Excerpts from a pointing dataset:
____

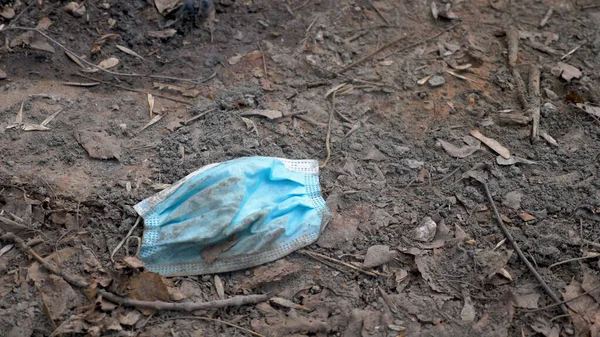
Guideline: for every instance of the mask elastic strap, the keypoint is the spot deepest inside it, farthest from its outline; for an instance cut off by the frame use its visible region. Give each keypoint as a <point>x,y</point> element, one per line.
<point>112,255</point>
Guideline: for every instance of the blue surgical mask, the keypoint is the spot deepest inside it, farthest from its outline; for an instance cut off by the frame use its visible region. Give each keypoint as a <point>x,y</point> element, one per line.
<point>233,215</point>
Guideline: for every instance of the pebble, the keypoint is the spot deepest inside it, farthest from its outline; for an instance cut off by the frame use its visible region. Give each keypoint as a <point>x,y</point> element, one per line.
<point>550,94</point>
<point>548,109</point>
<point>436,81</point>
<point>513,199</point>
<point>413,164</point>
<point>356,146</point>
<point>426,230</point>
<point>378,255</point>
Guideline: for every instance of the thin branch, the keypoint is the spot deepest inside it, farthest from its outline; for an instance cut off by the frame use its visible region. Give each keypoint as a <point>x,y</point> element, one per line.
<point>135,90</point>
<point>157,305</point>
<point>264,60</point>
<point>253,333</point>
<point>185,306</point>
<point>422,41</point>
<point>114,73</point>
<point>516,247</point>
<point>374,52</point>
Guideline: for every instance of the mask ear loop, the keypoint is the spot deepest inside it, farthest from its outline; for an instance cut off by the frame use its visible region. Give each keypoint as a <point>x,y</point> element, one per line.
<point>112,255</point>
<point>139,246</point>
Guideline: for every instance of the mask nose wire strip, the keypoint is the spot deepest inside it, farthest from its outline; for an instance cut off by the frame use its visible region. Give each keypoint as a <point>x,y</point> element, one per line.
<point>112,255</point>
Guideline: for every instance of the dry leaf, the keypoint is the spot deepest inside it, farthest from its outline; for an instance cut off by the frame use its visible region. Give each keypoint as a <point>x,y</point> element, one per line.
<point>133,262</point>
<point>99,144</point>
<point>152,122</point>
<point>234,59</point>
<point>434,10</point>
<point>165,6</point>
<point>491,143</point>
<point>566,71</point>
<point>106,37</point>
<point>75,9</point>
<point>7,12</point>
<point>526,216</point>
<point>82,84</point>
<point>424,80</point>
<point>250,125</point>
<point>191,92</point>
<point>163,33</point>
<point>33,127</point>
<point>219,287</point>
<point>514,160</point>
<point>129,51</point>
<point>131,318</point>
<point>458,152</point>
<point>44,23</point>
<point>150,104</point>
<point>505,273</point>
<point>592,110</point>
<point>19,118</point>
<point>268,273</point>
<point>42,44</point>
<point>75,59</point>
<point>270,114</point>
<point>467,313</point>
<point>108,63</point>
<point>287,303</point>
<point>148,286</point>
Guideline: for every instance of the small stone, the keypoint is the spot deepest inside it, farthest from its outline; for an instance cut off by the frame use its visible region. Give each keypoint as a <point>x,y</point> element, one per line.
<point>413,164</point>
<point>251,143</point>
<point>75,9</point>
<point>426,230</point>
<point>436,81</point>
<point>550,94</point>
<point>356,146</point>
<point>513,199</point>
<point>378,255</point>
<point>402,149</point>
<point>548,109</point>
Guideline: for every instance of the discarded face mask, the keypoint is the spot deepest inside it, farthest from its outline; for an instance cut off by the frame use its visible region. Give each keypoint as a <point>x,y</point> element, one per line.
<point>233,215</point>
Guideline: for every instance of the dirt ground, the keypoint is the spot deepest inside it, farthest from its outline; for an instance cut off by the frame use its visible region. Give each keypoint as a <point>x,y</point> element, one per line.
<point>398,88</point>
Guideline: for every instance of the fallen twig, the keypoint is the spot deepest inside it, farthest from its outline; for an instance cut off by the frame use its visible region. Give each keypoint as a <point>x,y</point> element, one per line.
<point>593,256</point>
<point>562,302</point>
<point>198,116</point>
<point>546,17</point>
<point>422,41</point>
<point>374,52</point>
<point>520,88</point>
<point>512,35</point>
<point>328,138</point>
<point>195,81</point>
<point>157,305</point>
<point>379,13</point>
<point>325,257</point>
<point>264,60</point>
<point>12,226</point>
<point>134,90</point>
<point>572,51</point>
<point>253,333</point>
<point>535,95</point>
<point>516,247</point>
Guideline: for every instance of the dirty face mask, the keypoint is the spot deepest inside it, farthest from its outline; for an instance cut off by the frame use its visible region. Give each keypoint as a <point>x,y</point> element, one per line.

____

:: EXERCISE INSTRUCTIONS ::
Reproduce all of the material above word for word, leaving out the pictures.

:: ANSWER TO THE EXERCISE ::
Guideline: for every instance of the mask elastic strap, the keypoint is the spot deepest inside it, farthest from its outline; for an instance cut off by the frame use its visible region. Give each keypoint as a <point>x,y</point> element, one per line.
<point>112,255</point>
Guideline: for every instance of the blue surgical mask, the keypoint is the spot deepest inside it, farthest from its outline; for an instance cut off by the frame use its visible region. Give each keypoint as a <point>x,y</point> element, one per line.
<point>233,215</point>
Guideline: for every instance of the pebble, the keypoint is the spot deepest inside it, farthest from its outline; for an instance cut off by the frame use its visible region. Give each keypoint as a <point>x,y</point> element, one per line.
<point>550,94</point>
<point>548,109</point>
<point>436,81</point>
<point>513,199</point>
<point>413,164</point>
<point>356,146</point>
<point>426,230</point>
<point>378,255</point>
Guideline: for every instance of the thin branch, the keypoint is the spot deepest inside it, farthest from its outline; for an instance cut off by the frame use its visible region. Give each keypoint as a <point>x,y</point> element, one per line.
<point>135,90</point>
<point>157,305</point>
<point>264,60</point>
<point>253,333</point>
<point>185,306</point>
<point>422,41</point>
<point>114,73</point>
<point>516,247</point>
<point>374,52</point>
Guideline: for every instance of the mask ear loop, the keypoint is the spot deepest inside it, farthest from its outline; for an instance cut off by the frame use its visible region. Give each keypoint as a <point>x,y</point> element, one per line.
<point>112,255</point>
<point>139,246</point>
Guideline: for every instance of the mask nose wire strip, the keypoint is the spot deepest inside it, farthest from its outline; for an instance cut off by the frame use its visible region. Give each keypoint as a <point>x,y</point> element, one per line.
<point>112,255</point>
Guideline: for every instance of the dry leaf, the keypoint is the spot deepest inside it, farthest from its outline; for an instance cut off by the frame use its visible region. Give each keypoint as a <point>x,y</point> element, one per line.
<point>133,262</point>
<point>99,144</point>
<point>152,122</point>
<point>234,59</point>
<point>434,10</point>
<point>165,6</point>
<point>491,143</point>
<point>566,71</point>
<point>106,37</point>
<point>75,9</point>
<point>7,12</point>
<point>526,216</point>
<point>82,84</point>
<point>424,80</point>
<point>250,125</point>
<point>191,92</point>
<point>163,33</point>
<point>33,127</point>
<point>219,287</point>
<point>514,160</point>
<point>129,51</point>
<point>131,318</point>
<point>458,152</point>
<point>44,23</point>
<point>150,104</point>
<point>505,273</point>
<point>592,110</point>
<point>19,118</point>
<point>268,273</point>
<point>42,44</point>
<point>75,59</point>
<point>270,114</point>
<point>467,313</point>
<point>108,63</point>
<point>287,303</point>
<point>148,286</point>
Guideline: for every instance of the small stone, the keypoint is the spot deepest inside it, farthest from its outline; for an instance cut off by the frame use its visible region. Give each keypoint as a <point>x,y</point> element, one per line.
<point>413,164</point>
<point>251,143</point>
<point>75,9</point>
<point>426,230</point>
<point>436,81</point>
<point>550,94</point>
<point>356,146</point>
<point>513,199</point>
<point>378,255</point>
<point>402,149</point>
<point>548,109</point>
Guideline: for every instance of the discarded face mask, the keypoint is the spot deepest inside it, farthest from its outline; for an instance cut off by the frame use its visible region. Give each keypoint as a <point>x,y</point> element, one per line.
<point>233,215</point>
Guideline: for every instance of the dirt ground, the keypoint is the spot deepest inside it, farthest from its outline; for an instance cut off by the frame use its visible region. Give each keypoint as a <point>x,y</point> element, one per line.
<point>398,88</point>
Guideline: for every instance of the fallen twig, the keypoint is the spot deepest inside it, farthest from its outline; for an instance cut off by the frame use its visible region. Give each keypoint as a <point>x,y</point> element, one per line.
<point>593,256</point>
<point>562,302</point>
<point>198,116</point>
<point>546,17</point>
<point>422,41</point>
<point>374,52</point>
<point>520,88</point>
<point>512,35</point>
<point>328,138</point>
<point>195,81</point>
<point>157,305</point>
<point>379,13</point>
<point>325,257</point>
<point>264,60</point>
<point>12,226</point>
<point>134,90</point>
<point>572,51</point>
<point>253,333</point>
<point>535,95</point>
<point>516,247</point>
Guideline: for every instance of the dirty face mask, the keypoint is the spot deepest inside it, farthest from its outline; for an instance cut off by the frame use its visible region. Give each keypoint as a <point>x,y</point> element, one per line.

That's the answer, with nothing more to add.